Start Extracted information

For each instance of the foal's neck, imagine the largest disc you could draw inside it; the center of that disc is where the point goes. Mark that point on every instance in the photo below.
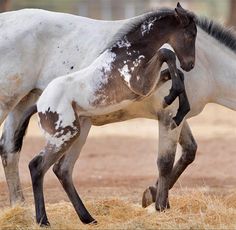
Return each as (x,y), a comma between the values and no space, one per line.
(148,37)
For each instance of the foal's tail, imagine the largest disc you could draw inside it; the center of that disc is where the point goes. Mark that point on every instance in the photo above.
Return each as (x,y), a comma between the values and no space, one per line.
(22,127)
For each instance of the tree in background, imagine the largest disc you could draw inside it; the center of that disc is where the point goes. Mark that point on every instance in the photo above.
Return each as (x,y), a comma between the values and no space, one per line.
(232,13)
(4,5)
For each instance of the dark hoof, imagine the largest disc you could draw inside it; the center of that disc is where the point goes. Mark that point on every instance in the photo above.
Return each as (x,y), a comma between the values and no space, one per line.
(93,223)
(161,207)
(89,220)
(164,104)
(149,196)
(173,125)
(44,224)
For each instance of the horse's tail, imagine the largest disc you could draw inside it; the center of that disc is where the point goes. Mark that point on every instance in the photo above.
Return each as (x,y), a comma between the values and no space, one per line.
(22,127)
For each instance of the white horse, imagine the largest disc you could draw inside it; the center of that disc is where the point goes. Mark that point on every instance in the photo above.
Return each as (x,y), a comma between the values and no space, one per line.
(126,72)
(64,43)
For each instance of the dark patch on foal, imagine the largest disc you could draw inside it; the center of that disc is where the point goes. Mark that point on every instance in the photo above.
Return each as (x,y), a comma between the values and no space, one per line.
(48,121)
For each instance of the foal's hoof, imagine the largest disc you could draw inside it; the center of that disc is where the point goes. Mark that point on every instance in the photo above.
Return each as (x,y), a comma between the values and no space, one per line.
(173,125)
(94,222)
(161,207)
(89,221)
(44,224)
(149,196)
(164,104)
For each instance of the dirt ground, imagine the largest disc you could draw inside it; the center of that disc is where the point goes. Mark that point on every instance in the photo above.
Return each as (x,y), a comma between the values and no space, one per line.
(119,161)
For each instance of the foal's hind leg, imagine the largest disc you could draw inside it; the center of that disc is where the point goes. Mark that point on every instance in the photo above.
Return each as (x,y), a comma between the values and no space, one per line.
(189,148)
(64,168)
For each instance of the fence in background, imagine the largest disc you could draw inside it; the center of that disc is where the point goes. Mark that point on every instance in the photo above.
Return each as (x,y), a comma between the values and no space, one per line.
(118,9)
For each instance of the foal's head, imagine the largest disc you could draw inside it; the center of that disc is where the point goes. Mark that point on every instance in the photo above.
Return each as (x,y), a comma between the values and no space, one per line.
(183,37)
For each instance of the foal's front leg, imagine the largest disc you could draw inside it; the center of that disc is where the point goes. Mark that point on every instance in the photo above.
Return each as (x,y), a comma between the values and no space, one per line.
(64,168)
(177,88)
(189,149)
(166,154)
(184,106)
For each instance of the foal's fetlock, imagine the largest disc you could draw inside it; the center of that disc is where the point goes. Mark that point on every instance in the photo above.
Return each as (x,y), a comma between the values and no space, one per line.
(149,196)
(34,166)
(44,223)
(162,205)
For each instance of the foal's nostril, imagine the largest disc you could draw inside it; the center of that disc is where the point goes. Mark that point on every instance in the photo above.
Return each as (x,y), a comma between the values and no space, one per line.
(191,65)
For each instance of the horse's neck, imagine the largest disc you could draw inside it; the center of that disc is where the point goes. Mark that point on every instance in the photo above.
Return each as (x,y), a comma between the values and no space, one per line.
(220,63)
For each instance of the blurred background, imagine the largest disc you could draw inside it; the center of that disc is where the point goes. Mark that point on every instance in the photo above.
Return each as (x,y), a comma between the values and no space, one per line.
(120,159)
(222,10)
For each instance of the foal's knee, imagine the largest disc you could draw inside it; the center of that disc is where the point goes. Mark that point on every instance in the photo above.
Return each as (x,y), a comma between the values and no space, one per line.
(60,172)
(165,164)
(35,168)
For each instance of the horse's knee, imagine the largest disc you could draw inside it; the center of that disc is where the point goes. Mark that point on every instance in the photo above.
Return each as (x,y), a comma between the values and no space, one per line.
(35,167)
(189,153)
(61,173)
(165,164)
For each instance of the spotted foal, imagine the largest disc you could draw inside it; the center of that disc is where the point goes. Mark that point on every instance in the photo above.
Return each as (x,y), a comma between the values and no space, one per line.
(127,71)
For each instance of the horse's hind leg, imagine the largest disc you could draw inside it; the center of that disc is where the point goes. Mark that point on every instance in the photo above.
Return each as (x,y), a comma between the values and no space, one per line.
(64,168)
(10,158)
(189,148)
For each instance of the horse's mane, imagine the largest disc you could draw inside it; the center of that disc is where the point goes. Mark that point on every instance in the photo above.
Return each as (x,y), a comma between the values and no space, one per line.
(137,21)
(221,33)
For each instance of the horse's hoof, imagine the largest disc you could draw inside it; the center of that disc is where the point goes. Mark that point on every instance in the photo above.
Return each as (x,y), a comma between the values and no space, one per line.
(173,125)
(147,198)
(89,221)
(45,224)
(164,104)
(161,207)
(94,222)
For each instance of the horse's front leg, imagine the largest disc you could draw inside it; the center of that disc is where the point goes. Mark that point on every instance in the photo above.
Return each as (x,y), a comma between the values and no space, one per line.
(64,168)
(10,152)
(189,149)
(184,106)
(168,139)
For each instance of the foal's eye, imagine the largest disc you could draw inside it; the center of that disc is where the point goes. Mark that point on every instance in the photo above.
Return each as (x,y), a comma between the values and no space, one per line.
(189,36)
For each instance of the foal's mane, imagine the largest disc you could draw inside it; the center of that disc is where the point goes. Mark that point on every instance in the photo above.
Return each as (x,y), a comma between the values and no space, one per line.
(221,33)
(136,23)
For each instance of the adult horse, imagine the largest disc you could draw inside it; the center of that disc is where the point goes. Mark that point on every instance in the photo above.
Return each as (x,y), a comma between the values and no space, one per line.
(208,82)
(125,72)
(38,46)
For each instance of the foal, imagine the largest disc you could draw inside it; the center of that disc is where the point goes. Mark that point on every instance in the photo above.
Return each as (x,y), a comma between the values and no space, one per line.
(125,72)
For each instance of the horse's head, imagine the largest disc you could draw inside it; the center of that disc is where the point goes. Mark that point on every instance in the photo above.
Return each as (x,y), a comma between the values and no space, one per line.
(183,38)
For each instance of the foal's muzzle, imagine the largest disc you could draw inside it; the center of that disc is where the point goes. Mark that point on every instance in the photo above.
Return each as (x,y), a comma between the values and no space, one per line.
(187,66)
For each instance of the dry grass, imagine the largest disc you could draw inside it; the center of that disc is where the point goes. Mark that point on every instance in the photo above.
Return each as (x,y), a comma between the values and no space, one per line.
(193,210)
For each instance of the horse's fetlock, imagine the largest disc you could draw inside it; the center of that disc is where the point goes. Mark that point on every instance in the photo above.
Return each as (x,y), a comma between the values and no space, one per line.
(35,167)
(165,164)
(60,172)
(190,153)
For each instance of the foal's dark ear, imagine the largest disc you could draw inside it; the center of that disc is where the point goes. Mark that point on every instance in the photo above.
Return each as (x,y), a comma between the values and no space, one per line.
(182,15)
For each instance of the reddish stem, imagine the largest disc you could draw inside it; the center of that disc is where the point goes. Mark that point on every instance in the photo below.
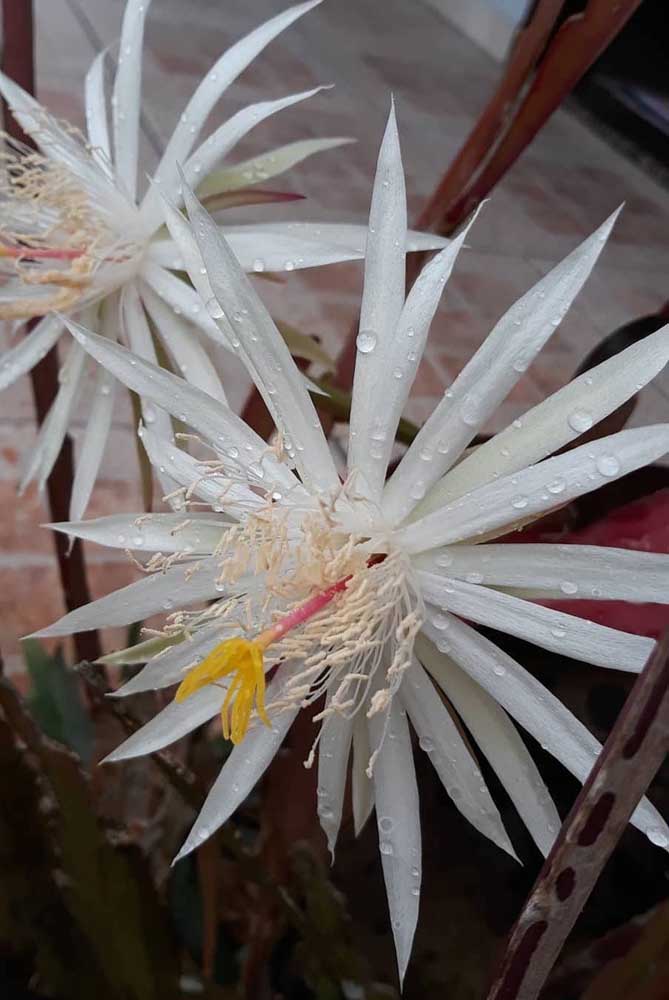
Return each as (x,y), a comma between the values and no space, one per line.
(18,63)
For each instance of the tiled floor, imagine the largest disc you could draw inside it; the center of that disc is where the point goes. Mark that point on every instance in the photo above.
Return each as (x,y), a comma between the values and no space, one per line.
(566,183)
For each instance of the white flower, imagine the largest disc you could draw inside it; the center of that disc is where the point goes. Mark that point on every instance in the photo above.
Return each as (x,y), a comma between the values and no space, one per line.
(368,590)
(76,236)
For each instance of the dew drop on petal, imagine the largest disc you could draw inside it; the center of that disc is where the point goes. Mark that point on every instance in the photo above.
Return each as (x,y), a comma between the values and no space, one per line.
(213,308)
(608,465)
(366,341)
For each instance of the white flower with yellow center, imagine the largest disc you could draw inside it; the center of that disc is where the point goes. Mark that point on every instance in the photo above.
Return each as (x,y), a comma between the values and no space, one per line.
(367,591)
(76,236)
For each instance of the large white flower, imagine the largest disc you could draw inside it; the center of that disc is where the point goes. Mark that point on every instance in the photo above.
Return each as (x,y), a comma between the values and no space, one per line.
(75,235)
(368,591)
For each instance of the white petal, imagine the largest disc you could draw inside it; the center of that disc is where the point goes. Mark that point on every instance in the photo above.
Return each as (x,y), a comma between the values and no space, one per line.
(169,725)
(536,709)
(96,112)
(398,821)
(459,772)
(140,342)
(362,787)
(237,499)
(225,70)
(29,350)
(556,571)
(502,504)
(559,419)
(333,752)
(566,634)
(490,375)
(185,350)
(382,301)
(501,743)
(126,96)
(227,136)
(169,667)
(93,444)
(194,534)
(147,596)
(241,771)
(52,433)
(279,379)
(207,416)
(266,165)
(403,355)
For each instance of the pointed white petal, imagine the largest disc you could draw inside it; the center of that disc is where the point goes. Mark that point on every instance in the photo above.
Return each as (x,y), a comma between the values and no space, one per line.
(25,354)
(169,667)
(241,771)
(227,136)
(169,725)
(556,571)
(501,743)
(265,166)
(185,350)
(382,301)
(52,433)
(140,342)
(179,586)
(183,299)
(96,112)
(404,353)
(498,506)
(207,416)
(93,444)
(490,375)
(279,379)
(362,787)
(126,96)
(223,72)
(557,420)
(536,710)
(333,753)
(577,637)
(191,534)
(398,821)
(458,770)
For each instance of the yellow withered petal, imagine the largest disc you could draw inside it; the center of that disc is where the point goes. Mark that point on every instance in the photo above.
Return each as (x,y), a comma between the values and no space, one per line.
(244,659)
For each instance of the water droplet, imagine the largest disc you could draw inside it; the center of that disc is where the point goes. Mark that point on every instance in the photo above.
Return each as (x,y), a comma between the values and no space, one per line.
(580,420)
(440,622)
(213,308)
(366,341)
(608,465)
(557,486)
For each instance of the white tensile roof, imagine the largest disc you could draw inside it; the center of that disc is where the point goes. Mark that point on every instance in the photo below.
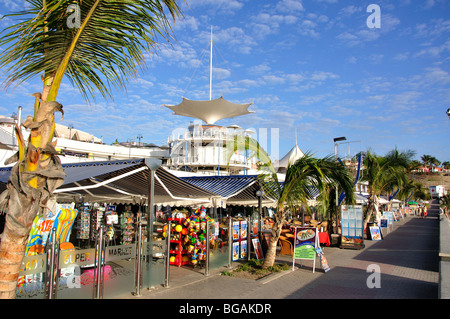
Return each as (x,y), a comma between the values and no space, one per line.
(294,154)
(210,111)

End Extracted information

_Written problem:_ Output every line of the data from the line with "For each instance of the white tensile" through the end of the data, both ends included, as a JSON list of strings with one string per line. Leave out blank lines and the pictures.

_Solution to this problem:_
[
  "For each instance of the white tensile roof, imagine the largest disc you could draw inside it; the center of that disc is where the point goes. Mark that point on every instance in the photo below.",
  "Return each as (x,y), a comma between the values and no space, one per line.",
  "(294,154)",
  "(210,111)"
]